> [Task instructions]: Transcribe every line, keeping it exact.

Excerpts of pointing data
** START **

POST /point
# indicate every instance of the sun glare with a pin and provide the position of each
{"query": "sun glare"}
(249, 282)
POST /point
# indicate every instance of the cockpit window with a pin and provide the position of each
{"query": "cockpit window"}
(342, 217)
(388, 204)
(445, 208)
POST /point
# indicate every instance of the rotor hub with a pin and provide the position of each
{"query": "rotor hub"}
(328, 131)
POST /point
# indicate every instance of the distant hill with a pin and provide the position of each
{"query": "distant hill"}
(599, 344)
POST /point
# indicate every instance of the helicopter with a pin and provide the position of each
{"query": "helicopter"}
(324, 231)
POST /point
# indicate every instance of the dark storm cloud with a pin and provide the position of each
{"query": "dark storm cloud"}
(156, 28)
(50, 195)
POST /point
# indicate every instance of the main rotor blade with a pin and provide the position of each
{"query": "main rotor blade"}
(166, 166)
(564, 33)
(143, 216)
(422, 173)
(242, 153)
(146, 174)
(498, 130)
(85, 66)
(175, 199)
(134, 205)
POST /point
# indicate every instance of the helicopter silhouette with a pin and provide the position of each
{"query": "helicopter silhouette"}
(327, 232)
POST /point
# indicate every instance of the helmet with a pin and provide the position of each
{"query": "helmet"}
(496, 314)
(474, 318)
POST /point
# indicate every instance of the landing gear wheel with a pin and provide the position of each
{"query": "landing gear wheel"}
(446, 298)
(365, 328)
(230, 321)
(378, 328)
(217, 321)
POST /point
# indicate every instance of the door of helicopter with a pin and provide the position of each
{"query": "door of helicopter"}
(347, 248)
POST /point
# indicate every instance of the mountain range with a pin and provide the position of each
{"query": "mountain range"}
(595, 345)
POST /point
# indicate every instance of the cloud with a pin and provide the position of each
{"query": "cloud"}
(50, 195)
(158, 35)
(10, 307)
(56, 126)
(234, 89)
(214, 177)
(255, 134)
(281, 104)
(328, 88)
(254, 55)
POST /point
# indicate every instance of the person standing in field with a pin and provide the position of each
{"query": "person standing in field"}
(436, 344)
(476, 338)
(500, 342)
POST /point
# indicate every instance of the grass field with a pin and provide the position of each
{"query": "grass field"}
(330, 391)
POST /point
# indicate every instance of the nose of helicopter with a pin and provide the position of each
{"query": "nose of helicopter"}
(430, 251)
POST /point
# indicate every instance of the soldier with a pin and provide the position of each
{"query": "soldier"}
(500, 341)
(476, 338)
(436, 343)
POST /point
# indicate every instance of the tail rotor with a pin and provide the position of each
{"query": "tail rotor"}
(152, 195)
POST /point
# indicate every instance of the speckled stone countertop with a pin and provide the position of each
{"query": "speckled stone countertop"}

** END **

> [Result of this task]:
POST /point
# indicate every instance of the sun glare with a pin and provide the position of each
{"query": "sun glare"}
(249, 282)
POST /point
# indicate every instance of the cockpit window with a pin and provide the position of each
{"query": "cockpit window"}
(342, 217)
(388, 204)
(445, 208)
POST /point
# indicate every instance of the rotor hub with a pin and provide the position of each
{"query": "rotor hub"}
(328, 131)
POST /point
# indicate every instance of the distant hill with a pin and provide the position of each
{"query": "distant hill"}
(599, 344)
POST /point
# indicate every instance of the helicopter with a pin and provide the position of each
{"query": "helicopter"}
(324, 231)
POST /point
# indicate every instance of the dark storm cloud with a pin and provide the position of each
{"query": "dark storm cloud"}
(156, 28)
(50, 195)
POST /point
# indicate every instance of the main rotor blade with a pin and provide the position of each
{"query": "main rotor blade"}
(166, 166)
(564, 33)
(143, 216)
(422, 173)
(242, 153)
(146, 174)
(498, 130)
(85, 66)
(175, 199)
(134, 205)
POST /point
# indicate every instance of the helicopter silhouette with a pin and provide the position of each
{"query": "helicopter silhouette"}
(327, 232)
POST /point
# indicate every instance of the helmet with a pin and provide the position of each
{"query": "helmet"}
(496, 314)
(474, 318)
POST /point
# indicate every instance of the landing gear wheel with a pin and provide the position of each
{"query": "landing gear wheel"}
(446, 298)
(365, 328)
(230, 321)
(378, 328)
(217, 321)
POST /point
# indicate every instance of the door of helicopter with a pin and provide the position of each
{"query": "door of helicopter"}
(347, 248)
POST /point
# indicate every instance of the mountain range with a pin and provide the position of each
{"query": "mountain range"}
(595, 345)
POST /point
# indicate every instance of the cloud with a pin and provide the position of each
{"query": "cloud"}
(50, 195)
(158, 35)
(10, 307)
(56, 126)
(234, 89)
(214, 177)
(255, 134)
(281, 104)
(328, 88)
(254, 55)
POST /point
# indicate every instance of the person standing in field with a pin and provide the position of each
{"query": "person standing in field"}
(436, 344)
(476, 338)
(500, 342)
POST /point
# indicate every instance of the grass field with a pin and provide the position of each
{"query": "grass field"}
(330, 391)
POST /point
# indicate every instance of the nose of helicopter with a pin and provide the position of each
{"query": "nose of helicopter"}
(430, 251)
POST /point
# indicate every instance of the soldier with a pin and provide the position of each
{"query": "soldier"}
(500, 341)
(476, 338)
(436, 343)
POST /point
# indicate every instance of the tail rotor with a pin and provide the position of each
{"query": "tail rotor"}
(152, 195)
POST /point
# indicate every instance of the speckled stone countertop with a pin and provide the position of each
{"query": "speckled stone countertop"}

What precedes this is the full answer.